Job> Revise the stretch of records from the line that contains "task | locate a point on every instance of the landscaping" through the end of the records by changing "sign board" to "signboard", leaving everything else unchanged, and give back only those lines.

>>>

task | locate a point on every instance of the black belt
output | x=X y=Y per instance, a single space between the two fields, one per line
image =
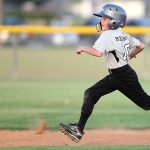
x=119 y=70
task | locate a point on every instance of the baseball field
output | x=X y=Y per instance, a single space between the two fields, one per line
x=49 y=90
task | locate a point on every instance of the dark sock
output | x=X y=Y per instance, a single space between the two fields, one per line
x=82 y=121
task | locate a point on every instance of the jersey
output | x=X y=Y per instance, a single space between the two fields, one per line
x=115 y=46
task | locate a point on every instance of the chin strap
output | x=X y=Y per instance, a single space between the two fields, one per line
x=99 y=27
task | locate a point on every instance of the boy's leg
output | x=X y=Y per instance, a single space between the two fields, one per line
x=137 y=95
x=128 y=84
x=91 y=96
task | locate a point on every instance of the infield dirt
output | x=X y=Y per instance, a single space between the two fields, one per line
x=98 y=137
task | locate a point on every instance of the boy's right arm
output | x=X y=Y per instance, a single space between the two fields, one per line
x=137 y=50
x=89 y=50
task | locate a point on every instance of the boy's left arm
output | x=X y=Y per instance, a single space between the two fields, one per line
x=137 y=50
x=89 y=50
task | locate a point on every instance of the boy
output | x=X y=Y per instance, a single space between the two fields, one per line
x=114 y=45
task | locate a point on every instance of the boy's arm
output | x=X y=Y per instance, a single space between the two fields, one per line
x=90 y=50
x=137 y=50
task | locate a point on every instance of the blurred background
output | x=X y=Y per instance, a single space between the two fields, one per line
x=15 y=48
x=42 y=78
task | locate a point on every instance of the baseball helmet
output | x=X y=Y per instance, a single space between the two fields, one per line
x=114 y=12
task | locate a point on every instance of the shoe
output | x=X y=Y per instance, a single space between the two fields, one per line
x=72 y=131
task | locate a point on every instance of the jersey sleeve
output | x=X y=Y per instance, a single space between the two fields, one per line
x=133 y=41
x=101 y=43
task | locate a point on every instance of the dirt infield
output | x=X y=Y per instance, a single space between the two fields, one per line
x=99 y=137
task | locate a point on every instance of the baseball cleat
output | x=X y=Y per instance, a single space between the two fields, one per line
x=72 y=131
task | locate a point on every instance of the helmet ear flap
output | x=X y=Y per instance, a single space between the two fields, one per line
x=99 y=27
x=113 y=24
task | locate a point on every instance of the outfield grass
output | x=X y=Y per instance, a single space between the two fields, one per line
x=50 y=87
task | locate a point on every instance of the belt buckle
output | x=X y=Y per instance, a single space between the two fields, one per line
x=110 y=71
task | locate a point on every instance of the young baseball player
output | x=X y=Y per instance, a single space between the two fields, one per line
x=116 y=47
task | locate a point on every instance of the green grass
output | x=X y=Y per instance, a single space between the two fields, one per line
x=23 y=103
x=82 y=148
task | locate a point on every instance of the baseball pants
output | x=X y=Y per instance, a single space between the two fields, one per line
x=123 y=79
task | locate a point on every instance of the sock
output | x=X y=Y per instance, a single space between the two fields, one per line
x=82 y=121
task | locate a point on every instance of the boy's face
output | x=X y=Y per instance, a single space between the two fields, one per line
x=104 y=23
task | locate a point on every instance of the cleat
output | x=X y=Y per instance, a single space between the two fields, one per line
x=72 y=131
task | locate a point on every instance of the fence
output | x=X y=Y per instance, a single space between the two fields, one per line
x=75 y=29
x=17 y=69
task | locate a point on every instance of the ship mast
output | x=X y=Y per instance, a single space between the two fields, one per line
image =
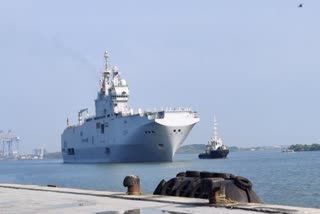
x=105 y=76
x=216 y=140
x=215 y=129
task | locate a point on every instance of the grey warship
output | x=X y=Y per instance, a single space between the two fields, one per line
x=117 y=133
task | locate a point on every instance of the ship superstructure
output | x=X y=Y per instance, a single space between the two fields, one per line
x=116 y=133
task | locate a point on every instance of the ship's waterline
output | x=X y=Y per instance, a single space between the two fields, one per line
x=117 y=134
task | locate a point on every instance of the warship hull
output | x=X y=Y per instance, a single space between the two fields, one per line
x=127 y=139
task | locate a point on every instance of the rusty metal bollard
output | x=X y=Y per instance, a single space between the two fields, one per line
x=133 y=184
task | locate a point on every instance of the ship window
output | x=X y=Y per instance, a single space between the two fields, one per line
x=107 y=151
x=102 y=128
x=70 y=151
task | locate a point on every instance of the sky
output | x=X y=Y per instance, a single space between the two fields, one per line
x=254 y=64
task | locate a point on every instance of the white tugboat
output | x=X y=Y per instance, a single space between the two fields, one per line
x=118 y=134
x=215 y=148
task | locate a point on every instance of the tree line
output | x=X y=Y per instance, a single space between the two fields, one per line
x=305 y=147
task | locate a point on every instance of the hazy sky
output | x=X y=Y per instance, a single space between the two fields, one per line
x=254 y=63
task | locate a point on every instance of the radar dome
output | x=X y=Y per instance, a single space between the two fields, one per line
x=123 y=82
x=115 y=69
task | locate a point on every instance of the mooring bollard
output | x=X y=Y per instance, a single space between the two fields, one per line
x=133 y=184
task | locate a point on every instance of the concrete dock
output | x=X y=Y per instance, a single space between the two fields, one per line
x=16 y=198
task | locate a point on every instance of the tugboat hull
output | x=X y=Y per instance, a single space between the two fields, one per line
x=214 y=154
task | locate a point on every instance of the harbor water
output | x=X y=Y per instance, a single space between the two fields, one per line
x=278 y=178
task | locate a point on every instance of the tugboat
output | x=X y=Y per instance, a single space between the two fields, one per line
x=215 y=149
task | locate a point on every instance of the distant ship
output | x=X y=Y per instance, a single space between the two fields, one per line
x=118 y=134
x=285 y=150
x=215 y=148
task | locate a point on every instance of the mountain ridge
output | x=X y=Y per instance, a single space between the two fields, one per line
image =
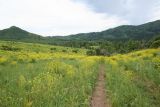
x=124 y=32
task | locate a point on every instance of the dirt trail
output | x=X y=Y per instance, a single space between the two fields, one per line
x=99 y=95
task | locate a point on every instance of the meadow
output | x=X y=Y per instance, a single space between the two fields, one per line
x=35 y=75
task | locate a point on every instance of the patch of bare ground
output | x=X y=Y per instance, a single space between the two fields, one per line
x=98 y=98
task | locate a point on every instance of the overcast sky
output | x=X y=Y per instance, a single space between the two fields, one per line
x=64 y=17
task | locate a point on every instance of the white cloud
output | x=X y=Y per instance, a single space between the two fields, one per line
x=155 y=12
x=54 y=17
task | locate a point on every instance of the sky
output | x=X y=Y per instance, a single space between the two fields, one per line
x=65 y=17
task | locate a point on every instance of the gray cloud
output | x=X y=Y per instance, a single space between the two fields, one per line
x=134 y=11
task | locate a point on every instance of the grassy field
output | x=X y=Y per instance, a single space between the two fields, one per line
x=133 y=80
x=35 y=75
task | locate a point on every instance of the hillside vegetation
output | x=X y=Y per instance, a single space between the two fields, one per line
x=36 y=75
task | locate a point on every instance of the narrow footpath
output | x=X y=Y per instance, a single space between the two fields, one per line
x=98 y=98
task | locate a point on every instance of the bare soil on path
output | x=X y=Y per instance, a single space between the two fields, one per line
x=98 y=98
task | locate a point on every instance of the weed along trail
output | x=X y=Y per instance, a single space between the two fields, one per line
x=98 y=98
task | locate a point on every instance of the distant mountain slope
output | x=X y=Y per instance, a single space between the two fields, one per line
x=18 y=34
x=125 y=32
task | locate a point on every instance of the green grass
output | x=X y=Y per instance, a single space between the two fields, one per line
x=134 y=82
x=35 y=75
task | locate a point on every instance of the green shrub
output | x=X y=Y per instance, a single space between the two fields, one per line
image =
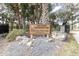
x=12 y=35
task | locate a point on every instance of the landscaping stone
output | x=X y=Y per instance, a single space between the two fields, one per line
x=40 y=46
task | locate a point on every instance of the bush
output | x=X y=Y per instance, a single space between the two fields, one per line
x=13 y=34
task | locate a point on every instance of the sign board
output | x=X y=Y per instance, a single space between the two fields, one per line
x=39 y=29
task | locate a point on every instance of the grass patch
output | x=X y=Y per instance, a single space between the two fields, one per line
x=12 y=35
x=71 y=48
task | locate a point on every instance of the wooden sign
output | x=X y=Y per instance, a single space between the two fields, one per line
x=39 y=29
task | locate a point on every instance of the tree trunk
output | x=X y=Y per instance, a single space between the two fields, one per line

<<<

Solution for this exercise>
task | locate a point on every instance of the landscaping stone
output | x=X y=Y per instance, a single space between the two fields, one per line
x=40 y=46
task | locate a point on every instance of the bush
output | x=X y=Y per instance, a single space between the two fields, one per line
x=13 y=34
task | locate a point on every instance of the signboard
output | x=X y=Y per instance, a single space between the two fields, one per line
x=39 y=29
task | locate a point on every instance of the grass patch
output | x=X y=Y per instance, a single space between the two fields, one per line
x=12 y=35
x=71 y=48
task | locate a point on every instance of the wooden sign
output | x=X y=Y per instance, a single space between the two fields, one per line
x=39 y=29
task | locate a point on every instance of the tree trunk
output | x=X y=Y per instance, a single space between the two fields, one per line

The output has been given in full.